• [Given exercise a]: Please answer from the article on South Korean work hours below: in what year was the 52-hour legal limit on the workweek introduced?

• [Source excerpt]:
Monday, September 16, 2024 | Rabi' al-awwal 12, 1446 H
overcast clouds
weather
OMAN
32°C / 32°C
EDITOR IN CHIEF- ABDULLAH BIN SALIM AL SHUEILI

South Korean firms tell managers to work 6 days a week

minus
plus

SEOUL, South Korea — “Back in the day,” said Lim Hyung-kyu, a retired Samsung Electronics executive now in his 70s, “my weeks were Monday, Tuesday, Wednesday, Thursday, Friday, Friday, Friday.”


Lim joined Samsung, South Korea’s largest company, in 1976 and rose through the ranks to chief technology officer. For much of his 30-plus years at Samsung, working on the weekends was normal — and legal under the nation’s labor laws. “I didn’t mind,” Lim said. “It was fun for me.”


Things are different now. South Korean labor laws cap working hours to 52 a week: 40 standard hours with up to 12 for overtime. Weekends are generally considered off-limits, and younger employees are mindful of their work-life balance in a way their parents or grandparents weren’t.


But over the past few months, some influential South Korean companies have told executives to work longer hours, in some cases telling them to come to the office six days a week. Some people in South Korean business are predicting that lower-ranked employees and managers at smaller companies will feel pressure to follow suit.


“It’s a signal that in South Korea, working six days a week is still acceptable,” said Kim Seol, a representative of the Youth Community Union, a labor group that represents workers between the ages of 15 and 39.


The pressure on workers, especially young workers, can be intense in South Korea, which has a shrinking, aging population with one of the world’s lowest fertility rates. Fears about job security and the rising costs of housing, child care and education have discouraged working-age Koreans from having children, contributing to a demographic crisis that looms over the economy.


In South Korea, the five-day workweek is only a generation old, introduced by labor laws in 2004, starting with the public sector and larger companies before spreading to smaller firms. A 52-hour legal limit on the workweek is also relatively new: It was introduced in 2018, a reduction from 68 hours per week.


For much of South Korea’s postwar history, a time of rapid growth and reconstruction, workers were expected to be in the office Monday through Saturday. “Back then, it was hard for people to get by,” said Lim, the retired Samsung executive. “Helping the company grow meant helping the country and, by extension, yourself.”


Samsung, like South Korea’s other multinational giants, has tracked the country’s burst of development from poverty and war to an advanced, high-tech economy. It was founded in the late 1930s as a shop selling vegetables and dried fish, started making appliances and other electronics in the late 1960s, and is now a world leader in semiconductors, smartphones, and other technologies with over 200,000 employees.

• [Given exercise b]: How many lines of the listing contain the word "every"? Reply with the number only.

• [Information shown]:
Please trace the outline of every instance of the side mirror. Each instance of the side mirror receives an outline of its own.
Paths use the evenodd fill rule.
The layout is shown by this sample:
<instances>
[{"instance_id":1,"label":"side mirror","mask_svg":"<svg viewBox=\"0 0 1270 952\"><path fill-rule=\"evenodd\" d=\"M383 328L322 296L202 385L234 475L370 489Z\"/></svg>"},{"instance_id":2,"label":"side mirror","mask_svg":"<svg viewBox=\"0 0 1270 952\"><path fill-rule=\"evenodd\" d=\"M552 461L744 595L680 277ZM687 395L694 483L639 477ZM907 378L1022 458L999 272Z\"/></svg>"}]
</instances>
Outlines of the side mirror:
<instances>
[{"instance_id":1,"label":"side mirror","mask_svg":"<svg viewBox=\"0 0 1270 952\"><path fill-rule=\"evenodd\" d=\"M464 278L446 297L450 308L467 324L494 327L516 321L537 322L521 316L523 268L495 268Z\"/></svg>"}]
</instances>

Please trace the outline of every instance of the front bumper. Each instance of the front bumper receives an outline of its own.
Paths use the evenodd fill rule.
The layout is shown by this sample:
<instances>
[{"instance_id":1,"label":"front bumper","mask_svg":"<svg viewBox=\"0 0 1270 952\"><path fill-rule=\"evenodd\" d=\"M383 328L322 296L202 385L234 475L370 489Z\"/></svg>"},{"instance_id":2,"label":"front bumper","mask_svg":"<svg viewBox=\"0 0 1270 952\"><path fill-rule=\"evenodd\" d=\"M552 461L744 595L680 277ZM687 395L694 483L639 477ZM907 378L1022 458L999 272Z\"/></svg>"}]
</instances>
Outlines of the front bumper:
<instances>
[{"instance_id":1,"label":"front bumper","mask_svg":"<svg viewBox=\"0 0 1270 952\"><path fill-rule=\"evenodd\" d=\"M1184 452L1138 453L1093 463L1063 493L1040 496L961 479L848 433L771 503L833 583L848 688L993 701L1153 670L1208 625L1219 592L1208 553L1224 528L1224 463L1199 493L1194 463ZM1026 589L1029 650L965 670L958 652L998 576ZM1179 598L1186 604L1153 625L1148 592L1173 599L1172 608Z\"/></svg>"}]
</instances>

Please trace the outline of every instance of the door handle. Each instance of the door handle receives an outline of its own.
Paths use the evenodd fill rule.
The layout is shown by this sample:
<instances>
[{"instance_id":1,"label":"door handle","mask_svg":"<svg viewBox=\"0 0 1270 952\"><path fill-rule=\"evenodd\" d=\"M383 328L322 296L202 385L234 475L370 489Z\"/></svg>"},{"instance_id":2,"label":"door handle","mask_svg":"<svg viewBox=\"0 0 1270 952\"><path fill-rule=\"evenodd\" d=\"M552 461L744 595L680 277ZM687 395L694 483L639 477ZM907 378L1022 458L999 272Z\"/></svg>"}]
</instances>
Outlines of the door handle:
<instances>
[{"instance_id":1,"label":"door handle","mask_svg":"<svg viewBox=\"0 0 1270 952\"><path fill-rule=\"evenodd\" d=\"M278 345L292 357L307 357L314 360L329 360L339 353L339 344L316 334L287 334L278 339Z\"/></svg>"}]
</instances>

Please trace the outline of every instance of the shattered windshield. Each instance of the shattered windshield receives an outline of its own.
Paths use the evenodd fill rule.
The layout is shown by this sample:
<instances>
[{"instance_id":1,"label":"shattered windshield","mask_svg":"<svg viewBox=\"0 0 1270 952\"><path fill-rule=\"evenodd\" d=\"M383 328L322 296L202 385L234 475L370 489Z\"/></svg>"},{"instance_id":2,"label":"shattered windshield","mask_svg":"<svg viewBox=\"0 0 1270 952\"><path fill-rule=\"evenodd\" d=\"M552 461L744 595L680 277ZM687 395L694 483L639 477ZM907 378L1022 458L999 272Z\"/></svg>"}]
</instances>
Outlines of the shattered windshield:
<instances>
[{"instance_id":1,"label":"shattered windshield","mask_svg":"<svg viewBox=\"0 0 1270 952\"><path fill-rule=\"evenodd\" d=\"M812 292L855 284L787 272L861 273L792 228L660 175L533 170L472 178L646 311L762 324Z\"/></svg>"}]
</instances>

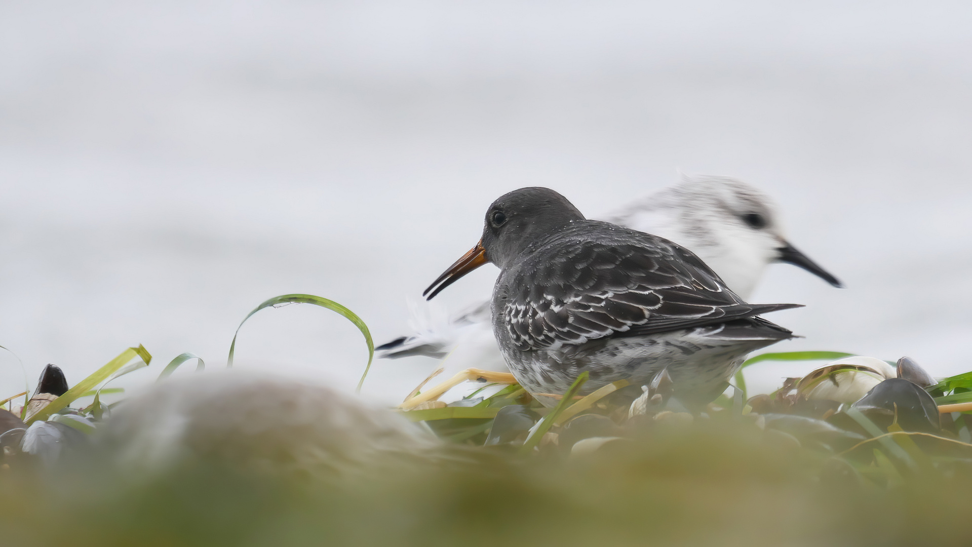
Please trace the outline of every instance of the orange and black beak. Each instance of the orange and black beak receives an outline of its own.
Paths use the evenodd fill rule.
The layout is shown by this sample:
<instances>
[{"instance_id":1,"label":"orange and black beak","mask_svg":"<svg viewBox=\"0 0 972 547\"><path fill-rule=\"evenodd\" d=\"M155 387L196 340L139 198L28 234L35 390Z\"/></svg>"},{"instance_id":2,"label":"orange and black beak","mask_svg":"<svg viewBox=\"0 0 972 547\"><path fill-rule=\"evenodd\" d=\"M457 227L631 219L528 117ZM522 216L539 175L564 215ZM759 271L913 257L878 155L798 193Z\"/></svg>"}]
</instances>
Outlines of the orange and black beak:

• [Answer a]: 2018

• [Answer b]: 5